Work to be completed -> Reproduce the listing below with the pictures omitted and the requests included. Adjust every polygon coordinate in the responses by -30, and leave the numbers in the requests and their format samples unchanged.
==== Material provided
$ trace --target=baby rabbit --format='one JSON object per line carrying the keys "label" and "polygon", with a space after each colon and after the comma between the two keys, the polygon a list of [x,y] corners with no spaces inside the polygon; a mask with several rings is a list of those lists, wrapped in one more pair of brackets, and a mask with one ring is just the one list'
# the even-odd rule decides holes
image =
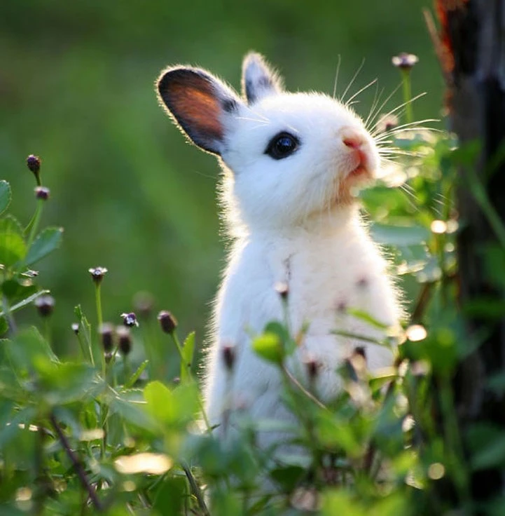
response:
{"label": "baby rabbit", "polygon": [[[176,66],[158,81],[159,100],[174,123],[204,151],[218,156],[224,172],[222,202],[233,238],[214,306],[207,359],[205,409],[224,435],[229,400],[224,346],[233,346],[233,394],[254,421],[289,420],[281,400],[277,367],[258,357],[251,335],[287,317],[306,334],[288,367],[319,365],[316,392],[323,400],[341,388],[337,368],[365,346],[373,371],[392,364],[387,348],[332,332],[380,336],[346,307],[397,324],[401,308],[386,263],[360,219],[357,189],[380,166],[374,140],[348,107],[318,93],[290,93],[257,53],[242,67],[242,97],[200,68]],[[278,290],[278,289],[277,289]],[[303,381],[303,379],[302,379]],[[269,446],[279,435],[260,433]]]}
========
Task answer ->
$ trace --target=baby rabbit --format='one JSON object per line carrying the keys "label" and "polygon", with a space after each colon and after the comma between the two keys, the polygon a list of [x,y] corners with no spaces inside the polygon; a mask with several rings is a list of those lists, wrapped in one more pair of brackets, and a mask with one ring is just the one list'
# the even-odd rule decides holes
image =
response:
{"label": "baby rabbit", "polygon": [[[146,36],[128,51],[129,70],[144,93],[174,121],[188,126],[194,142],[192,172],[203,208],[184,276],[177,329],[175,379],[194,405],[199,370],[194,316],[203,316],[203,364],[224,391],[259,390],[251,370],[247,337],[228,327],[221,305],[257,287],[276,304],[258,337],[289,335],[286,362],[293,370],[311,358],[307,338],[335,316],[343,341],[362,334],[357,318],[302,302],[350,306],[316,277],[367,294],[371,278],[356,233],[330,189],[327,159],[350,136],[344,110],[318,77],[288,63],[260,63],[227,23],[212,37],[212,67],[170,38]],[[248,260],[248,259],[247,259]],[[273,351],[273,349],[272,349]],[[239,416],[249,405],[230,403]]]}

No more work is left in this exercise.